**Directive:** Please write out the data again, starting with the line containing "target | blue pool water" and going on through the end of the data, with every point coordinate in the answers multiplied by 2.05 and rounded to a whole number, halves up. Leave the requests and their sample numbers unchanged.

**Information shown:**

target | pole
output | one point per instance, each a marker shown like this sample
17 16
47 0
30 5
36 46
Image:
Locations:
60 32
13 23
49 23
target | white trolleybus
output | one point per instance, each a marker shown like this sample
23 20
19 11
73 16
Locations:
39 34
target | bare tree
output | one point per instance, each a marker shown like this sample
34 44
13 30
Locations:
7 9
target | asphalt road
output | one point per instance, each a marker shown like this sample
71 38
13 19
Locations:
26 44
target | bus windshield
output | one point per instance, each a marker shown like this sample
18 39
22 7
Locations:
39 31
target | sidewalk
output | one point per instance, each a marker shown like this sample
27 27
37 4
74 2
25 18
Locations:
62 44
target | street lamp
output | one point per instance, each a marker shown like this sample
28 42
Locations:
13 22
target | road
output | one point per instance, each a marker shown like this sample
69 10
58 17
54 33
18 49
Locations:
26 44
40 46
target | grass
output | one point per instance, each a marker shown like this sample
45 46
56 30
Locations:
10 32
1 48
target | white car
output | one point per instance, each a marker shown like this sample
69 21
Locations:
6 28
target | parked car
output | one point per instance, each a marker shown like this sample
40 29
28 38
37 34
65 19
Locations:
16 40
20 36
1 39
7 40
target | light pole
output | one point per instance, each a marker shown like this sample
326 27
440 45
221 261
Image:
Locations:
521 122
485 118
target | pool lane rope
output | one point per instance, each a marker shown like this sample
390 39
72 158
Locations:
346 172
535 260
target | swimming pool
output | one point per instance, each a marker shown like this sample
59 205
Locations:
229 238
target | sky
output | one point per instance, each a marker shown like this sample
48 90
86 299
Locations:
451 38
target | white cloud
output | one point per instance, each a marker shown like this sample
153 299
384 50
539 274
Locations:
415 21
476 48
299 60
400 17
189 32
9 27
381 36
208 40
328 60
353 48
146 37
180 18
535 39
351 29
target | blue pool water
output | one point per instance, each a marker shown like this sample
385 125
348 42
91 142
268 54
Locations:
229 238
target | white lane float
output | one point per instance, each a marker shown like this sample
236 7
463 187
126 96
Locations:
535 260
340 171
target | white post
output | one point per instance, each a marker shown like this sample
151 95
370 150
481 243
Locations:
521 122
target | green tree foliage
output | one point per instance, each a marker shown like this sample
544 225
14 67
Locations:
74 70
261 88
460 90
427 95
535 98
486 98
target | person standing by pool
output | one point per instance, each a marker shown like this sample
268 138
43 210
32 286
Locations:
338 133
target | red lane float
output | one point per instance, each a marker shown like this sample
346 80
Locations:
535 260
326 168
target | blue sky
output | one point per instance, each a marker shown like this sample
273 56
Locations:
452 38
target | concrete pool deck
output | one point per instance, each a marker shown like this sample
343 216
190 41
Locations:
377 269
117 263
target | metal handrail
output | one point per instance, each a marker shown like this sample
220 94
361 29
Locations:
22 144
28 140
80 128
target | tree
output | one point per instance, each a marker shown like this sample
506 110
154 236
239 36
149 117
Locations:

**Task output:**
target | blue pool water
output | one point per instance, each a marker shown like this sample
385 125
348 42
91 142
268 54
Locations:
469 488
target | white lane float
output | one point per instance, each a marker shown like this sample
236 7
463 187
126 96
Locations:
1097 533
697 351
target | white post
output | one point per instance, each a marker shown like this sample
151 95
370 150
481 243
Locations:
1068 250
target | green tree foliage
output | one point per instance, each a marker shown like this sample
544 225
14 67
Locations:
152 144
535 180
943 185
875 195
1097 201
996 201
target | person standing by pool
output | one point per instance, each a marker shown like this sample
268 138
43 210
32 286
Locations:
693 273
target | red lane float
output | one point per instance, each a marker shown like this sample
346 80
Locations:
1097 533
668 344
target | blue sky
output | one point per instance, each a marker shown like this sample
273 56
Locations:
927 78
target | concrete pool deck
output | one point per instance, each a marker shown like this sample
343 216
190 41
Locations:
773 551
240 539
target | metal handrail
output | one point per instance, each a marker shown like this sample
220 94
361 29
Locations:
45 295
57 287
164 262
target | tree
output | one point per instance, each a marker shown like this sample
506 110
154 236
239 36
149 117
Locations:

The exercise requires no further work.